Find every line in the rows below that contains the word "wall", and copy each of those lines in full. Case counts.

** START Extracted information **

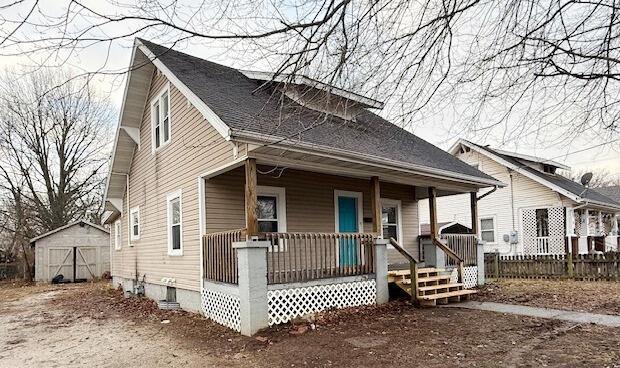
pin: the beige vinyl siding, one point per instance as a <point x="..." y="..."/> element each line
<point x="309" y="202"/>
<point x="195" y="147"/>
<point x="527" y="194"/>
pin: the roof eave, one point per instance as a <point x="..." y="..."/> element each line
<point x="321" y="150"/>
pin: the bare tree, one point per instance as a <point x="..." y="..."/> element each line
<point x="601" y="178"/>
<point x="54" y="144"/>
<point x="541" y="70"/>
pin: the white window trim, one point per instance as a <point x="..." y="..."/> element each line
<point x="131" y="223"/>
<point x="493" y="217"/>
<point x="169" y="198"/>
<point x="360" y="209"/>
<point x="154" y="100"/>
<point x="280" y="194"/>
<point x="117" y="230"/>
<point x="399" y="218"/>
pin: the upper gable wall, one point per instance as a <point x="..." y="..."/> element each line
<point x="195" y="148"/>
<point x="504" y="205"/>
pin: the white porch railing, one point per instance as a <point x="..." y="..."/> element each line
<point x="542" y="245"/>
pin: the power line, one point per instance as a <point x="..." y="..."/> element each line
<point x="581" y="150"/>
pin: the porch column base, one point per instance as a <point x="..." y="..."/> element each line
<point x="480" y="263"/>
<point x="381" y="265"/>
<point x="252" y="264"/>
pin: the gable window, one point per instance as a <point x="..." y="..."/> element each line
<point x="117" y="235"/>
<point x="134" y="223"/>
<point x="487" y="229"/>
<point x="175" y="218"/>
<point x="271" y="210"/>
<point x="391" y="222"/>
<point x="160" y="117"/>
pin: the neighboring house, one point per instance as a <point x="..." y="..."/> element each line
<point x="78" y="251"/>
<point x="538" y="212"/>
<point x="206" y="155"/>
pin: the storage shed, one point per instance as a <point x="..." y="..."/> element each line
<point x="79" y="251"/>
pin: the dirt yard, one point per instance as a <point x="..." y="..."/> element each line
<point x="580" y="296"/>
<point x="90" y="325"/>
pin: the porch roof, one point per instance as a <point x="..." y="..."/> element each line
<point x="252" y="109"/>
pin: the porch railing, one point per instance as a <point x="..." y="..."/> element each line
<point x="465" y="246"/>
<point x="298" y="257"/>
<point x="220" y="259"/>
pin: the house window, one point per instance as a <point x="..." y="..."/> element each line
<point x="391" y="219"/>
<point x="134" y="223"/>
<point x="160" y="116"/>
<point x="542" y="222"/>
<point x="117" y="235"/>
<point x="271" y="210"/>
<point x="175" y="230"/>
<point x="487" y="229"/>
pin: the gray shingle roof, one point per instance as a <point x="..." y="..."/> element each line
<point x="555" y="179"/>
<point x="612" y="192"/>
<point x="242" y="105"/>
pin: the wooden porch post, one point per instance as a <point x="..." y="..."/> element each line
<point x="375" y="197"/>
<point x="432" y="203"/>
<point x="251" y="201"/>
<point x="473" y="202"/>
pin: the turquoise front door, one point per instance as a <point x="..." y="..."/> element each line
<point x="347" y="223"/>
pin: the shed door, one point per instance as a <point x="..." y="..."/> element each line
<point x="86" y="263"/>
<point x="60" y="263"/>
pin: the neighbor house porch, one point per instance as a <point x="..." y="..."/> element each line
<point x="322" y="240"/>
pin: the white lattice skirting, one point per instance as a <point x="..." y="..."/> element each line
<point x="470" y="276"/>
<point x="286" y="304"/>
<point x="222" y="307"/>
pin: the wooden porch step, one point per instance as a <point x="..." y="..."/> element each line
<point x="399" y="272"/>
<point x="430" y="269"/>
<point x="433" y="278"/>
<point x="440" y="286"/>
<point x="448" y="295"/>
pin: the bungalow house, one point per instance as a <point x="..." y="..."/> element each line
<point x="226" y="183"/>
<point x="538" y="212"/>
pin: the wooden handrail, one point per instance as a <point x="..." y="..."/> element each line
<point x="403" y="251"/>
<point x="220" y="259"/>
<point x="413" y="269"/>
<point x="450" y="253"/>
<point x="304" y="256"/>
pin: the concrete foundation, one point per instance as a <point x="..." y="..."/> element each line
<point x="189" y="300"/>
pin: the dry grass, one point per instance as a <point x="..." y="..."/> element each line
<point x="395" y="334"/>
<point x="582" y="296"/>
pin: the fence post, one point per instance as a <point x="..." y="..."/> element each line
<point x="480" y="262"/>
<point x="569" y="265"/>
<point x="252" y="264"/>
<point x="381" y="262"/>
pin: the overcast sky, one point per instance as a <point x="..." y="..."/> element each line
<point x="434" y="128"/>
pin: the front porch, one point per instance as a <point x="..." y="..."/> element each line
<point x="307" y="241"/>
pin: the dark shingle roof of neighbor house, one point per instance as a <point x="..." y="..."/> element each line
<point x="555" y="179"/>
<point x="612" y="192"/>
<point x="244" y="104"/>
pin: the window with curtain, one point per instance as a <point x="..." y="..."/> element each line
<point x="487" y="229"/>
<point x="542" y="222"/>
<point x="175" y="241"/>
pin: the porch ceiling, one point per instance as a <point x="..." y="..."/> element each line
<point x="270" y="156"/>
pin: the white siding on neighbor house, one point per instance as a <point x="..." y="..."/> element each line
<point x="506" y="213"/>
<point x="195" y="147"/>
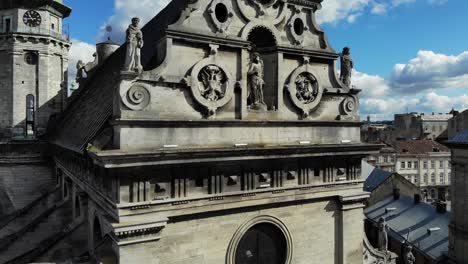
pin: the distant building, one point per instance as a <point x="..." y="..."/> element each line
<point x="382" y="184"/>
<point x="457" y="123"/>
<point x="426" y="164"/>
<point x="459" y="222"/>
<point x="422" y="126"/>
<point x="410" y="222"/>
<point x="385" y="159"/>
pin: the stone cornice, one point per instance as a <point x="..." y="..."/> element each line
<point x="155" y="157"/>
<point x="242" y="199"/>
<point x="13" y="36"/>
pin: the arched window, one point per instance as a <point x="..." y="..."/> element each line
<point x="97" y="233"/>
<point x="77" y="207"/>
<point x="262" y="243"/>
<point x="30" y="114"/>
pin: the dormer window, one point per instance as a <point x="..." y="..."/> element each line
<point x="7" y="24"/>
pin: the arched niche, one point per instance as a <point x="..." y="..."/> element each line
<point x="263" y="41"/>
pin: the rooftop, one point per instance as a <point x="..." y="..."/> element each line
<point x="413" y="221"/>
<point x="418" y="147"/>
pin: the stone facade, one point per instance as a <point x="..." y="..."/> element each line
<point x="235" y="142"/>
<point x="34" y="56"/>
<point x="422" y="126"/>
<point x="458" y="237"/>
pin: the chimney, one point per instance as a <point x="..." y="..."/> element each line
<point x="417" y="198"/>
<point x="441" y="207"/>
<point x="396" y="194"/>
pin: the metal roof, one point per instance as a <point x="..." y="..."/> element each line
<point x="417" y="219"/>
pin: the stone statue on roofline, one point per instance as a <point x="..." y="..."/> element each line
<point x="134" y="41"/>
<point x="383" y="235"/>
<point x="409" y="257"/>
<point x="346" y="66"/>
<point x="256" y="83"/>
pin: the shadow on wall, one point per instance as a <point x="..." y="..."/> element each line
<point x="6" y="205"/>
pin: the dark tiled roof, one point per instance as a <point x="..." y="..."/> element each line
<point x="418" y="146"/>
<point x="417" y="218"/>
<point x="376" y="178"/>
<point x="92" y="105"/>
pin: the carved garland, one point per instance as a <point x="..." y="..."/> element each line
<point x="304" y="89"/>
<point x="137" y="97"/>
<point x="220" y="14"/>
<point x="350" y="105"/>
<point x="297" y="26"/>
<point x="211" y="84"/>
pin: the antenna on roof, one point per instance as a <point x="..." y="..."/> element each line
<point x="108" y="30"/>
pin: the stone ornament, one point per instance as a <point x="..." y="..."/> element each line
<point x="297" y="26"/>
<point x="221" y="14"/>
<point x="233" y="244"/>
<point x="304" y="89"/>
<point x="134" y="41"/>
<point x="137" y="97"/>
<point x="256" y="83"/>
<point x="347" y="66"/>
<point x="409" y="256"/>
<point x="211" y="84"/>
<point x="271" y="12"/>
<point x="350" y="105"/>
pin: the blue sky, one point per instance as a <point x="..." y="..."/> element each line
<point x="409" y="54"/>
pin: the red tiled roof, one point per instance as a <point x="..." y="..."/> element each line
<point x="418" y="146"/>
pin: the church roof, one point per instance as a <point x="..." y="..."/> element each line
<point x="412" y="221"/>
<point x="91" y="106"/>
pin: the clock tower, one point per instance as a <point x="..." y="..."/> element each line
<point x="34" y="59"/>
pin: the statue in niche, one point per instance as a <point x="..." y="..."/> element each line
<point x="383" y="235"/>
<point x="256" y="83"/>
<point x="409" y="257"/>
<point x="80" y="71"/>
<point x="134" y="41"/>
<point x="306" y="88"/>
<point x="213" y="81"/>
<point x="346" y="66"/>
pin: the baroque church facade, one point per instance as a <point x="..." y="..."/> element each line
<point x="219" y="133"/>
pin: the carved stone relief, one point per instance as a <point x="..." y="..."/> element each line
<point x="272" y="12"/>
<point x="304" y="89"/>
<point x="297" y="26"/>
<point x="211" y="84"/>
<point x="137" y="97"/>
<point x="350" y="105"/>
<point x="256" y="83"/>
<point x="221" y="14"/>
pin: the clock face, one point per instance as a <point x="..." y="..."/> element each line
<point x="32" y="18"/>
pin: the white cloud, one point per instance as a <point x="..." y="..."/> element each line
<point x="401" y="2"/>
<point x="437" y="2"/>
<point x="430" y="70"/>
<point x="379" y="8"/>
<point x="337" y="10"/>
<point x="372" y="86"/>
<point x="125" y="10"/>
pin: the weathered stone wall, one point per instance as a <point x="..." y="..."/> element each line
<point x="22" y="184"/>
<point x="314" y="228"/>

** END Extracted information **
** START Extracted information **

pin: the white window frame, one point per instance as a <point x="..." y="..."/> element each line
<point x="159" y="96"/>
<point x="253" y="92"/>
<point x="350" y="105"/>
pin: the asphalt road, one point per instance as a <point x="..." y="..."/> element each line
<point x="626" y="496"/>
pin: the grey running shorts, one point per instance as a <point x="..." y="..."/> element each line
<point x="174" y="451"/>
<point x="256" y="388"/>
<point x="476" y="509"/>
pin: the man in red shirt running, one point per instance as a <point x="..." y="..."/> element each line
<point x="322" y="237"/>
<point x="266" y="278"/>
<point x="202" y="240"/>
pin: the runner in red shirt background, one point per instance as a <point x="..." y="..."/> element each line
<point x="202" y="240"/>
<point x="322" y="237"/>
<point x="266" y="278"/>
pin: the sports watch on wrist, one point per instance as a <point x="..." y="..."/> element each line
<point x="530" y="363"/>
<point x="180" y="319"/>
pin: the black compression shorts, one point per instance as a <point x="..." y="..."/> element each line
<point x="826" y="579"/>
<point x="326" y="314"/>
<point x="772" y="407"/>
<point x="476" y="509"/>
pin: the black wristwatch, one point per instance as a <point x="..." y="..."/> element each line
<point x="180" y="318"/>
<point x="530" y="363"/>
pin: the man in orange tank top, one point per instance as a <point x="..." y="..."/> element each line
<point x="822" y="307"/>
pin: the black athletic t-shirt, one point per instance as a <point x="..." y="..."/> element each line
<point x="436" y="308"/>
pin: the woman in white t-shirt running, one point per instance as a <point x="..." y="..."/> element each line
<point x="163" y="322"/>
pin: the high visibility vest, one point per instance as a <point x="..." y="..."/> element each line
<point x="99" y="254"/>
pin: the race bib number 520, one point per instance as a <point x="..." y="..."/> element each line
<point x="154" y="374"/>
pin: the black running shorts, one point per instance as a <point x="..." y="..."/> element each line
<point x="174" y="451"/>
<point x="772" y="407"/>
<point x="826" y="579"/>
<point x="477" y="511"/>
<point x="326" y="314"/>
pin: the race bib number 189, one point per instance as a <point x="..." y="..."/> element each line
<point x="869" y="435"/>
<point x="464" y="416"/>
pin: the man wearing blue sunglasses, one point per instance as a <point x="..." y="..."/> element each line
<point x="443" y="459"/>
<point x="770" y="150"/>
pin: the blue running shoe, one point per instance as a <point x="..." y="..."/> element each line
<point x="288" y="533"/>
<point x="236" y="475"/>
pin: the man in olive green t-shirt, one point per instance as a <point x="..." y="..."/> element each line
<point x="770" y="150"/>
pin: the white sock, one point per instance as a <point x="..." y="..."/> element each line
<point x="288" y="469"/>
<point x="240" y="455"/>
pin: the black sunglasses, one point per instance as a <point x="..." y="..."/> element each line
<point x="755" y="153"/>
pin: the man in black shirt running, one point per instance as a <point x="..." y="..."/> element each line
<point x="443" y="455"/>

** END Extracted information **
** START Extracted information **

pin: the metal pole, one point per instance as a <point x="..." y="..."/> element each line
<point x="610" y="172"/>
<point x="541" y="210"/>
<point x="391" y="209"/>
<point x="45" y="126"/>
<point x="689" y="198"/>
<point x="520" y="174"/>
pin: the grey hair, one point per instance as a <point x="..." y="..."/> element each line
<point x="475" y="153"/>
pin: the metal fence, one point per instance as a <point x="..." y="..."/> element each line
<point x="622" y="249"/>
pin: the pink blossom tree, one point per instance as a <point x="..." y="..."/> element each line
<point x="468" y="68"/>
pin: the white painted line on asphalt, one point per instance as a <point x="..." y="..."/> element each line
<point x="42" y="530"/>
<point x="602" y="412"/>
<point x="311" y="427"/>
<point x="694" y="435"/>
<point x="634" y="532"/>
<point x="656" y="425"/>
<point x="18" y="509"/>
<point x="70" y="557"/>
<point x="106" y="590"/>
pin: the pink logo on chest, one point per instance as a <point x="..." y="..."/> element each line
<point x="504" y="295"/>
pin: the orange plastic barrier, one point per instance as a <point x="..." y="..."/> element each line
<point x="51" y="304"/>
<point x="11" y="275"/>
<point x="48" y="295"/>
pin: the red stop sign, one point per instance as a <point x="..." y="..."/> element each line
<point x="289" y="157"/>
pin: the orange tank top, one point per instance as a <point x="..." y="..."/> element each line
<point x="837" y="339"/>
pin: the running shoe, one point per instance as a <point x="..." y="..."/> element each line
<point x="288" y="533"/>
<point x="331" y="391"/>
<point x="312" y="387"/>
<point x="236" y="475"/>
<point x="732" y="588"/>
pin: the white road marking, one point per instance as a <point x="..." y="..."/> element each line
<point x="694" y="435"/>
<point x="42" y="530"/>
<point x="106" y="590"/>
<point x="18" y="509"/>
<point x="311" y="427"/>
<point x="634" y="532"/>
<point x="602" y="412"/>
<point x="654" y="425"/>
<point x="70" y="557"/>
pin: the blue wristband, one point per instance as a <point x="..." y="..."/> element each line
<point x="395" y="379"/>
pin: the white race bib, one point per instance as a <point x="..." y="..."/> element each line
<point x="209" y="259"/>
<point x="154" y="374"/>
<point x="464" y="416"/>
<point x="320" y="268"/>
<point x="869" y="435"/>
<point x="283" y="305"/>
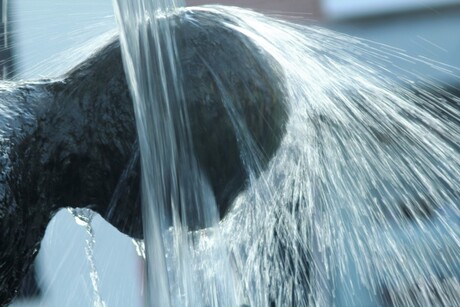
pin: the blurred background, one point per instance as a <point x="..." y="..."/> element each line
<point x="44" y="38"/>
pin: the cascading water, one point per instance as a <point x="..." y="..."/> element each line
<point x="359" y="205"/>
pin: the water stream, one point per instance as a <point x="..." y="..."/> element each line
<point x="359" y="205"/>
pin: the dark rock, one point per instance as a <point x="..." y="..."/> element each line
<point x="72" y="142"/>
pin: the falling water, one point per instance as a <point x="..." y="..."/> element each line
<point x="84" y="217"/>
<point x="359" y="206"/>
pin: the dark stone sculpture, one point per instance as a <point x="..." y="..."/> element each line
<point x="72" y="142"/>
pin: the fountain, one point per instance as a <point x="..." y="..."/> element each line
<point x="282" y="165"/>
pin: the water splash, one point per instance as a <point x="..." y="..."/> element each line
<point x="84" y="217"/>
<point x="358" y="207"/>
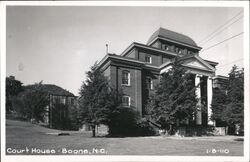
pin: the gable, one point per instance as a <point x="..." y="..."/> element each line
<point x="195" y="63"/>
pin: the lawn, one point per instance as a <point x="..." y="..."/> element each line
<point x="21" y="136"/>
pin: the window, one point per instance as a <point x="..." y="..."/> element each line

** END Extracted information **

- Solved exercise
pin: the upper gable wall, one point per instance as a <point x="..." y="..."/> element each line
pin: the shadow on wall, one point per instance as a <point x="..." y="..."/> element each line
pin: the weathered stone wall, one point per instance as a <point x="..." y="..."/> element each line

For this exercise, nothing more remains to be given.